■ Your instructions ■
Render the entries from the line containing "Exercise. Pick out the chandelier" up to and including the line containing "pixel 329 115" as a Markdown table with the columns Row and Line, numbering each line and omitting blank lines.

++++ Extracted data ++++

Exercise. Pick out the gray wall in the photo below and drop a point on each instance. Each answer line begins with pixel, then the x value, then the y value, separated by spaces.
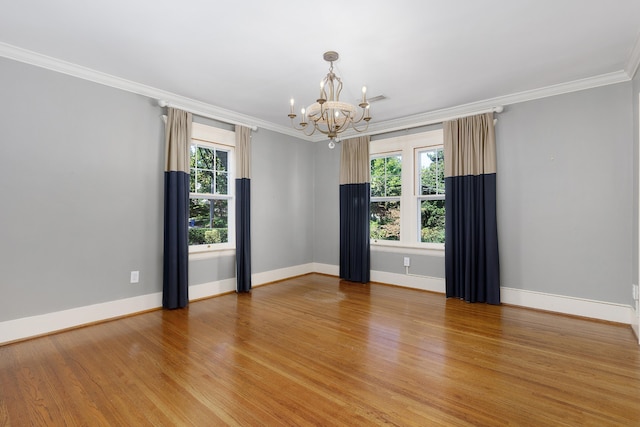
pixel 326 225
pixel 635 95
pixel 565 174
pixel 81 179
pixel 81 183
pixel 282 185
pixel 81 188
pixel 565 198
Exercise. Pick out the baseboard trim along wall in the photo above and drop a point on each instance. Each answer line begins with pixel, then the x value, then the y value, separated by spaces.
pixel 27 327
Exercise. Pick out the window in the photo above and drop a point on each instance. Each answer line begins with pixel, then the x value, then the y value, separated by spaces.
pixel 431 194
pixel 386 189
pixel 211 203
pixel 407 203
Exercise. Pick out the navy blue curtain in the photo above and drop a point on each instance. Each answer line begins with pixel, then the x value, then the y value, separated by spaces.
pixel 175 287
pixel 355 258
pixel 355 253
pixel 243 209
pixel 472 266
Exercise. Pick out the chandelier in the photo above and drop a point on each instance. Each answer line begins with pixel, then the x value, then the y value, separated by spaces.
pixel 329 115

++++
++++ Extracted data ++++

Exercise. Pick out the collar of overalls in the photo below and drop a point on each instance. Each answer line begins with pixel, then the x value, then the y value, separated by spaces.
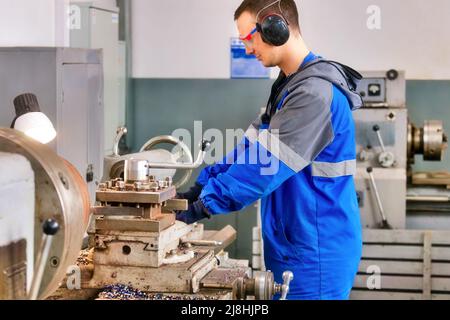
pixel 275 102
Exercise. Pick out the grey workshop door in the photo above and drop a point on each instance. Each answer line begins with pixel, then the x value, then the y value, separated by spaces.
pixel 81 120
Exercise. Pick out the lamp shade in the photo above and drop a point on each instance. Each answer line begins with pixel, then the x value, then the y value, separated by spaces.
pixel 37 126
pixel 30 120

++++

■ Exercise result ■
| Row | Line |
|---|---|
| 1 | Exercise. Pick out the chandelier in the photo above and drop a point on each instance. Each answer line begins with pixel, then the x value, then the y value, separated by spaces. |
| 2 | pixel 329 115 |